-------- Working data --------
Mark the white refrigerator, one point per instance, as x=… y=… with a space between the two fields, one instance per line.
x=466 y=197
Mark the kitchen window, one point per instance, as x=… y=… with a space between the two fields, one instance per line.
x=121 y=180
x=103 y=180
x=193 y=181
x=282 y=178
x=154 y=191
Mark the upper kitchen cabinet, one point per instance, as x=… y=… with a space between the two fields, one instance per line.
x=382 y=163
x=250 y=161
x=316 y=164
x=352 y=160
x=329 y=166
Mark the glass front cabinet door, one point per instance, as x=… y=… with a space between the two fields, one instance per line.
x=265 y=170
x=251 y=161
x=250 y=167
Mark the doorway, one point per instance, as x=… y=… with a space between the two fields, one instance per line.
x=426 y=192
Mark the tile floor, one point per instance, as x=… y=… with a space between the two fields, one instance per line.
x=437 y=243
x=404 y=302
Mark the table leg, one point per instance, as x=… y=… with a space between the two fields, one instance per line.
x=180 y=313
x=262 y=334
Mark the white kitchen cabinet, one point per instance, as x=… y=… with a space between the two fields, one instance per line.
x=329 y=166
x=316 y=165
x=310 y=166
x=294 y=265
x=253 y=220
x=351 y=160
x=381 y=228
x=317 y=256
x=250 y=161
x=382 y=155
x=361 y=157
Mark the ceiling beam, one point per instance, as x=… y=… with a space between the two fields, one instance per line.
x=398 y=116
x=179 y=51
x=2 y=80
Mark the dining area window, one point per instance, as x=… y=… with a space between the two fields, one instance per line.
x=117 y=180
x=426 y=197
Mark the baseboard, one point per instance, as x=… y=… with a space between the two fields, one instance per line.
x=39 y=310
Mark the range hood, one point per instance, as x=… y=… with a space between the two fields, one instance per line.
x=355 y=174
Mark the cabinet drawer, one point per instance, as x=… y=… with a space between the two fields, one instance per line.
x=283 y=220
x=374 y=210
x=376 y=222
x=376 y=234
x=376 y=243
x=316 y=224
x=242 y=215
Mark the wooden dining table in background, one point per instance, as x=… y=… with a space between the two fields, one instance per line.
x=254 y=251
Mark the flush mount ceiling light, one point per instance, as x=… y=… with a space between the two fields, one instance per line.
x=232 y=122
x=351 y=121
--------
Direction: Convert every line of the rows above into a JSON list of strings, one string per line, leaving out blank lines.

Reply to the task:
[
  "Mark the white refrigerator, one point per instance, as x=… y=… with a space between the two fields, one instance per line.",
  "x=466 y=197",
  "Mark the kitchen window, one point per instance, as x=… y=… with a space between the two fields, one instance per line.",
  "x=121 y=180",
  "x=103 y=180",
  "x=193 y=181",
  "x=282 y=178",
  "x=154 y=191",
  "Mark the upper kitchen cabinet, one point per instance, as x=… y=… with a space between the two fields, one instance per line.",
  "x=382 y=163",
  "x=250 y=161",
  "x=316 y=164",
  "x=352 y=160",
  "x=329 y=166",
  "Mark the glass front cabinet door, one point per instance, as x=… y=… with a space between the two fields, one instance per line.",
  "x=265 y=170",
  "x=251 y=161",
  "x=250 y=167",
  "Mark the doorway, one point per instance, as x=… y=… with a space between the two fields, one instance per line.",
  "x=426 y=192",
  "Mark the tile floor, one point per instance, as x=… y=… with a space between the two fields, one instance per line.",
  "x=437 y=243",
  "x=404 y=302",
  "Mark the table leg, one point per instance, as x=… y=… with a space between the two fields, one instance per line.",
  "x=180 y=313",
  "x=262 y=334",
  "Mark the white kitchen cabinet, one point per instance, as x=… y=… with a space between the two fields, one instance per line.",
  "x=329 y=166",
  "x=316 y=165",
  "x=310 y=166",
  "x=294 y=265",
  "x=253 y=220",
  "x=351 y=160",
  "x=381 y=228",
  "x=317 y=256",
  "x=250 y=161",
  "x=382 y=155",
  "x=361 y=157",
  "Mark the ceiling beam, one point per instance, as x=… y=… with a space between the two fields, one instance per line.",
  "x=398 y=116",
  "x=179 y=51",
  "x=2 y=80",
  "Mark the dining area window, one point per instance, as x=… y=… with a space between the two fields, one instance per line.",
  "x=117 y=180",
  "x=426 y=197",
  "Mark the baseboard, one point per instance, as x=… y=… with a space between the two fields, one instance per line.",
  "x=39 y=310",
  "Mark the range hood, one point per instance, as x=… y=… with a space between the two fields, one instance per line.",
  "x=355 y=174",
  "Mark the cabinet drawer, one point per instance, as x=… y=… with a space between the two fields, one instance per line.",
  "x=283 y=220",
  "x=374 y=210",
  "x=376 y=222",
  "x=376 y=234",
  "x=376 y=243",
  "x=316 y=224",
  "x=242 y=215",
  "Mark the wooden dining table in background, one point per instance, as x=… y=… with a space between the two fields, one instance per line.",
  "x=254 y=251",
  "Mark the flush mount ceiling light, one point per instance, as x=… y=… with a space between the two fields, one instance per line.",
  "x=232 y=122",
  "x=351 y=121"
]